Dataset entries
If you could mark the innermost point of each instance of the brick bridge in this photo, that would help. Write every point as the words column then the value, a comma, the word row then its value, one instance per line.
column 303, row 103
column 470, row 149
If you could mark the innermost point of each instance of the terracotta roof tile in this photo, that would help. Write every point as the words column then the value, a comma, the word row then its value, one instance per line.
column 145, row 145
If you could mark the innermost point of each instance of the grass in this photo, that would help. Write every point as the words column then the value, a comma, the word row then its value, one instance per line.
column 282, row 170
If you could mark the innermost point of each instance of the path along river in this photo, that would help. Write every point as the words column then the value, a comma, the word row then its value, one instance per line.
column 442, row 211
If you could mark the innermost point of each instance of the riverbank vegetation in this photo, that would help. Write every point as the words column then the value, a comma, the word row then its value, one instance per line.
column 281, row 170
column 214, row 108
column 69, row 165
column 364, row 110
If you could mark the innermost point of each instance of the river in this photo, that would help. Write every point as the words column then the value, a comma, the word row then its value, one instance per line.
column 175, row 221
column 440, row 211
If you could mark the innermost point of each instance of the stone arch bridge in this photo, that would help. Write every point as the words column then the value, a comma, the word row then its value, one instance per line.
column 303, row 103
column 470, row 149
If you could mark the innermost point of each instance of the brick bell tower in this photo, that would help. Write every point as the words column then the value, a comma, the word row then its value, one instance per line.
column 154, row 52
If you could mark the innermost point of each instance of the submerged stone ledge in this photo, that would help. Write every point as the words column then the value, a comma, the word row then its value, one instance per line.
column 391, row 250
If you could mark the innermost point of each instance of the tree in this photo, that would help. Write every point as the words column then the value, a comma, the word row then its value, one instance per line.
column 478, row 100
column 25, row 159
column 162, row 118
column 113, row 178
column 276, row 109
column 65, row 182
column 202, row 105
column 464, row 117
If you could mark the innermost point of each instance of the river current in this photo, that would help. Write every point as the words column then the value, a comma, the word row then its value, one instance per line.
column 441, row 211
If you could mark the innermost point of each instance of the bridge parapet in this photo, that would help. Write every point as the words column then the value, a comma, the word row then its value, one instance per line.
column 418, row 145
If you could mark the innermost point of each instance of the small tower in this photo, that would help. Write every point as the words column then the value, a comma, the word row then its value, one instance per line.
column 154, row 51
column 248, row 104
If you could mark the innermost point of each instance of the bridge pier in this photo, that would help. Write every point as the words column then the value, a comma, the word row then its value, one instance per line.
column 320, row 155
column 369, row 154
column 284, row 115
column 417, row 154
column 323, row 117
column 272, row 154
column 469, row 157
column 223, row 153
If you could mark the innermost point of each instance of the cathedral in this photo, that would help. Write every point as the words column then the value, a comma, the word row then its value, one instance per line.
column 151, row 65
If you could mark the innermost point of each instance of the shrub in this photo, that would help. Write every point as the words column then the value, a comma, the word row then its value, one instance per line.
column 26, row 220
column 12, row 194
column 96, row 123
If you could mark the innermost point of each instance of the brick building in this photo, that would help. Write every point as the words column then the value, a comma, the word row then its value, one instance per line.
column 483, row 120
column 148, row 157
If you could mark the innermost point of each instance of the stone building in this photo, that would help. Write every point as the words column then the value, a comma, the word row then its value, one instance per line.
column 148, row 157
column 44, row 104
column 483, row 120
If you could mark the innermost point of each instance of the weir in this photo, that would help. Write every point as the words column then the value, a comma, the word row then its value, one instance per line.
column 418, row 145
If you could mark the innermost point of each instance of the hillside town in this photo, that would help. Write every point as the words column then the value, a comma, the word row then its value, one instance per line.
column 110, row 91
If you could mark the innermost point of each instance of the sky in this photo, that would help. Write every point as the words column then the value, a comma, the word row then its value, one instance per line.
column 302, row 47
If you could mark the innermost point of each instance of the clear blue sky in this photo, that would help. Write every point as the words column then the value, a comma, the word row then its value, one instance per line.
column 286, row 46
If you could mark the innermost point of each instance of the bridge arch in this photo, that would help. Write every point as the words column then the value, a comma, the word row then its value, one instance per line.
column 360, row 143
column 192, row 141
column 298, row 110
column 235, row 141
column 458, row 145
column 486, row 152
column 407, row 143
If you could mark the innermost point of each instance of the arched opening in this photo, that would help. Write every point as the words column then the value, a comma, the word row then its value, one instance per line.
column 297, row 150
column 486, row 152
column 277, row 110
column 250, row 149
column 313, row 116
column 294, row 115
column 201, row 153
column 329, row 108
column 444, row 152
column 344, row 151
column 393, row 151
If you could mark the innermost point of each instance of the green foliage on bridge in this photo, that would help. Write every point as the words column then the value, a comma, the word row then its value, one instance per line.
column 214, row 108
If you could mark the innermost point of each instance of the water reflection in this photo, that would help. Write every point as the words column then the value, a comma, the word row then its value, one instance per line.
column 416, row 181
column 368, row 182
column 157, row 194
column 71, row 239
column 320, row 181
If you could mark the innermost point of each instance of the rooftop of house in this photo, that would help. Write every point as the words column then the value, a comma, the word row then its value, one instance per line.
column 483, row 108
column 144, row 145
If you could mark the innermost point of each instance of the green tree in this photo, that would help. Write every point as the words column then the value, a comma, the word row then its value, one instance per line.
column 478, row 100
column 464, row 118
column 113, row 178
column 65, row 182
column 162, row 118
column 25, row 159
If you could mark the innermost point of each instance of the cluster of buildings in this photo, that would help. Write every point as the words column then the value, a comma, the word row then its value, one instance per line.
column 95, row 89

• _WHAT YOU ARE ASKED TO DO_
Going line by line, copy the data above exactly.

• _SOLUTION FOR THIS TASK_
If you could mark the innermost point of each instance of the brick bridge in this photo, that would help. Write every point as the words column then the value, a comma, the word row then its value, one instance per line.
column 303, row 103
column 470, row 149
If you could mark the innermost point of each instance of the terracotta roof tile in this photo, that would help. Write every point as the words column then the value, a comma, the word row then its value, one instance per line.
column 145, row 145
If you could mark the innermost point of each instance of the grass in this photo, that would help. Write every point as the words column then the value, a comma, the word row then its value, one instance per line.
column 282, row 170
If you could mark the innermost point of each instance of the path along river in this photo, that would help. Write every point as the words column then the value, a comma, the word row then its value, one instance per line.
column 442, row 211
If you could mark the innermost point of each instance of the riverbank vegetation in this photo, that would help. Write every point as the words column then the value, a comma, the word row then its value, one instance per line.
column 281, row 170
column 214, row 108
column 69, row 165
column 364, row 110
If you could mark the innermost point of each instance of the river in this photo, that would help. Write every point as the words column then the value, a comma, the word row then its value, one instance per line.
column 175, row 221
column 440, row 211
If you could mark the innermost point of each instance of the stone arch bridge in this photo, that would help. Write every point as the words column then the value, a comma, the word row then its value, one instance per line.
column 303, row 103
column 470, row 149
If you could mark the innermost point of each instance of the brick bell tower in this photo, that would help. Write every point as the words column then the value, a comma, the word row then its value, one instance per line.
column 154, row 52
If you could mark the innermost point of each instance of the submerged stone ledge in this photo, that would help. Write every point as the words column then the value, a comma, the word row then its value, one instance per line.
column 391, row 250
If you could mark the innermost point of each instance of the tree in this photo, that would help. Write every point as the words column then the value, a comma, the word row then its value, one instance per line.
column 478, row 100
column 25, row 159
column 162, row 118
column 113, row 178
column 276, row 109
column 65, row 182
column 202, row 105
column 464, row 117
If you could mark the innermost point of each instance of the river current in this photo, that would help. Write every point as the words column then the value, a comma, the word row then its value, one instance per line.
column 441, row 211
If you could mark the innermost point of each instance of the bridge parapet in this photo, that would help. Write every point as the words column then the value, a comma, the word row then its value, one instance per line.
column 418, row 145
If you could mark the innermost point of each instance of the small tower in this photo, that would help. Write every point as the words column then the value, a comma, the word row then its value, one instance per line.
column 154, row 51
column 248, row 104
If you could mark the innermost point of each instance of the bridge pier in this photo, that would help. Write every point as the words column then the value, a comma, the word row then its value, one instance per line.
column 320, row 155
column 369, row 154
column 284, row 115
column 417, row 154
column 323, row 117
column 272, row 154
column 469, row 157
column 223, row 153
If you could mark the innermost point of each instance of the cathedral in this photo, that would help. Write every point as the words column then the value, a comma, the word row then its value, one instance per line.
column 151, row 65
If you could mark the innermost point of each instance of the shrub in this photo, that would help. Write every point as the words column then the value, a comma, the word row then its value, one instance per line.
column 26, row 220
column 12, row 194
column 96, row 123
If you could mark the innermost point of each instance of the brick building in this photo, that would help. Write every point as the words column then the value, a comma, the word row then its value, one instance per line.
column 483, row 120
column 148, row 157
If you could mark the innermost point of each instance of the stone building in this photo, that would help. Write every point as the words column then the value, a comma, the word row then its value, one instance per line.
column 148, row 157
column 44, row 104
column 483, row 120
If you could mark the innermost point of each instance of the weir in this photo, that would help. Write every point as the words column then the value, a comma, the word row then its value, one instance per line.
column 418, row 145
If you could mark the innermost point of each instance of the hillside town in this photo, that would help. Write every point as the words column then the value, a comma, the word row then its value, one instance per line.
column 110, row 91
If you could mark the innermost point of each instance of the sky in this photo, that would help. Write every point as the words column then the value, a comma, the word row then its value, one instance per line.
column 302, row 47
If you could mark the innermost point of each instance of the clear blue sky in this photo, that would help. Write every point as the words column then the value, a comma, the word row then its value, one instance per line.
column 286, row 46
If you could mark the innermost point of each instance of the bridge arch in this photo, that would help. Write every point as the words column then the value, a comma, the word row then its value, one instance per line.
column 360, row 143
column 192, row 141
column 298, row 110
column 235, row 141
column 458, row 145
column 486, row 152
column 407, row 143
If you could mark the innermost point of each instance of the arched opening in this photo, that would help. Write every point as the words column then the value, a comma, the word row then its value, one instance per line.
column 297, row 150
column 486, row 152
column 277, row 110
column 250, row 149
column 313, row 116
column 294, row 115
column 201, row 153
column 329, row 108
column 444, row 152
column 344, row 151
column 393, row 151
If you could mark the innermost point of each instance of the green foliage on bridge in this photo, that would help. Write every point as the words column then the value, a comma, the word row then its value, one instance per line.
column 214, row 108
If you could mark the innermost point of each instance of the water reflection in this photo, that would help. Write every point as the words column then the value, a comma, the word row then its value, one instance per line.
column 416, row 181
column 368, row 182
column 157, row 194
column 71, row 239
column 320, row 181
If you could mark the innermost point of each instance of the rooftop of house in this photo, that would help. Write every point as the words column then the value, a comma, the word row then its value, one instance per line.
column 483, row 108
column 144, row 145
If you could mark the innermost point of each instance of the green tree in this photo, that would help. Write every point as the words column then the value, a comma, the word row then its value, one instance per line.
column 478, row 100
column 464, row 118
column 113, row 178
column 65, row 182
column 162, row 118
column 25, row 159
If you could mark the innermost point of each instance of the cluster of buildings in this photo, that would help. Write every point as the words column then the value, a comma, the word row then its value, one instance per line.
column 95, row 89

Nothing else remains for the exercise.